**EXERCISE AIM:**
Could you turn every line of the entries below into a single numbered list, leaving out any blank lines?

**EXCERPTED RECORDS:**

-- Begin --

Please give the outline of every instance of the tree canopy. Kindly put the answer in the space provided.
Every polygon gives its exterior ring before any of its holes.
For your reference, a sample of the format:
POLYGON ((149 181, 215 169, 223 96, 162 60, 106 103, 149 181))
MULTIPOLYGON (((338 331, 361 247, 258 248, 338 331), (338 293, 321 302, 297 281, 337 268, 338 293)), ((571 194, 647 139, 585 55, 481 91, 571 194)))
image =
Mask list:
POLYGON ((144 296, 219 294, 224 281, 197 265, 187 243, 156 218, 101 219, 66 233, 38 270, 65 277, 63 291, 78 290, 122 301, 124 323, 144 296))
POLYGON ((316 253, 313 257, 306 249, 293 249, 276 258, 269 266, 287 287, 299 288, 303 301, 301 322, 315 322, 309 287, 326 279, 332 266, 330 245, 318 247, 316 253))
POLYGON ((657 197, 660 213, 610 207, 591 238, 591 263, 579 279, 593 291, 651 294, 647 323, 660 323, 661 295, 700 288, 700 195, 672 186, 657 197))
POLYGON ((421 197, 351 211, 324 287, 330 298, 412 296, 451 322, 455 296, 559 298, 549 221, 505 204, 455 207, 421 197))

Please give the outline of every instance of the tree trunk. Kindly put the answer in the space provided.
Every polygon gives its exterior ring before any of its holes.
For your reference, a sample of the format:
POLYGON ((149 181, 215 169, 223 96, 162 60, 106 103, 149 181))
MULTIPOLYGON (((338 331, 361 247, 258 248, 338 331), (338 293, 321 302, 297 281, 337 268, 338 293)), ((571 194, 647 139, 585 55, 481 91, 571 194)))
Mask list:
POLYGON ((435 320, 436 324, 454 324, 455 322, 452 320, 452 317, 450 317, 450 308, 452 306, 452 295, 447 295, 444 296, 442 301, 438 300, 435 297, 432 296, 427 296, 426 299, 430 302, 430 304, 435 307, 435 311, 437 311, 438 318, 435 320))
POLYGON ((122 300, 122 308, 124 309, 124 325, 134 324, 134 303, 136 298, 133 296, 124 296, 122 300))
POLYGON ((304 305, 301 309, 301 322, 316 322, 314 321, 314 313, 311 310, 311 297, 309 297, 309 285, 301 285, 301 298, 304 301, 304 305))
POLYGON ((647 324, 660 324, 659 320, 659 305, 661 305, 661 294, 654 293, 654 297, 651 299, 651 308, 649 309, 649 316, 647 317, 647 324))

-- End --

**RESPONSE TO THIS EXERCISE:**
1. Please give the outline of every instance of the tree canopy. Kindly put the answer in the space provided.
2. Every polygon gives its exterior ring before any of its holes.
3. For your reference, a sample of the format:
4. POLYGON ((149 181, 215 169, 223 96, 162 60, 106 103, 149 181))
5. MULTIPOLYGON (((338 331, 361 247, 258 248, 338 331), (338 293, 321 302, 297 281, 337 268, 338 293)), ((571 194, 647 139, 585 55, 481 91, 571 194)))
6. image =
7. Mask list:
8. POLYGON ((144 296, 219 294, 224 281, 197 265, 187 243, 156 218, 101 219, 66 233, 38 270, 65 277, 63 291, 78 290, 122 301, 124 323, 144 296))
9. POLYGON ((316 253, 313 257, 306 249, 293 249, 276 258, 269 266, 287 287, 299 288, 303 301, 301 322, 315 322, 309 287, 326 279, 332 266, 330 245, 318 247, 316 253))
10. POLYGON ((657 197, 660 213, 610 207, 591 238, 591 263, 579 279, 593 291, 651 294, 647 323, 660 323, 661 295, 700 288, 700 195, 672 186, 657 197))
11. POLYGON ((421 197, 351 211, 324 287, 330 298, 412 296, 451 322, 455 296, 559 298, 549 221, 505 204, 455 207, 421 197))
12. Please give the outline of every instance of the tree trunk. Kindly put the answer in the space provided.
13. Every polygon gives its exterior ring before any of its holes.
14. For your reference, a sample of the format:
15. POLYGON ((149 181, 215 169, 223 96, 162 60, 106 103, 149 181))
16. MULTIPOLYGON (((338 331, 361 247, 258 248, 338 331), (338 293, 321 302, 297 281, 337 268, 338 293)), ((571 194, 647 139, 585 55, 481 91, 571 194)))
17. Mask list:
18. POLYGON ((435 320, 436 324, 454 324, 455 322, 452 320, 452 317, 450 317, 450 308, 452 306, 452 295, 447 295, 444 296, 442 301, 438 300, 435 297, 432 296, 427 296, 426 299, 430 302, 430 304, 435 307, 435 311, 437 311, 438 318, 435 320))
19. POLYGON ((122 300, 122 308, 124 309, 124 325, 134 324, 134 303, 136 298, 133 296, 124 296, 122 300))
20. POLYGON ((304 305, 301 309, 301 322, 316 322, 314 321, 314 313, 311 310, 311 297, 309 297, 309 285, 301 285, 301 298, 304 301, 304 305))
21. POLYGON ((647 324, 660 324, 659 320, 659 305, 661 305, 661 294, 654 293, 654 297, 651 299, 651 308, 649 309, 649 316, 647 317, 647 324))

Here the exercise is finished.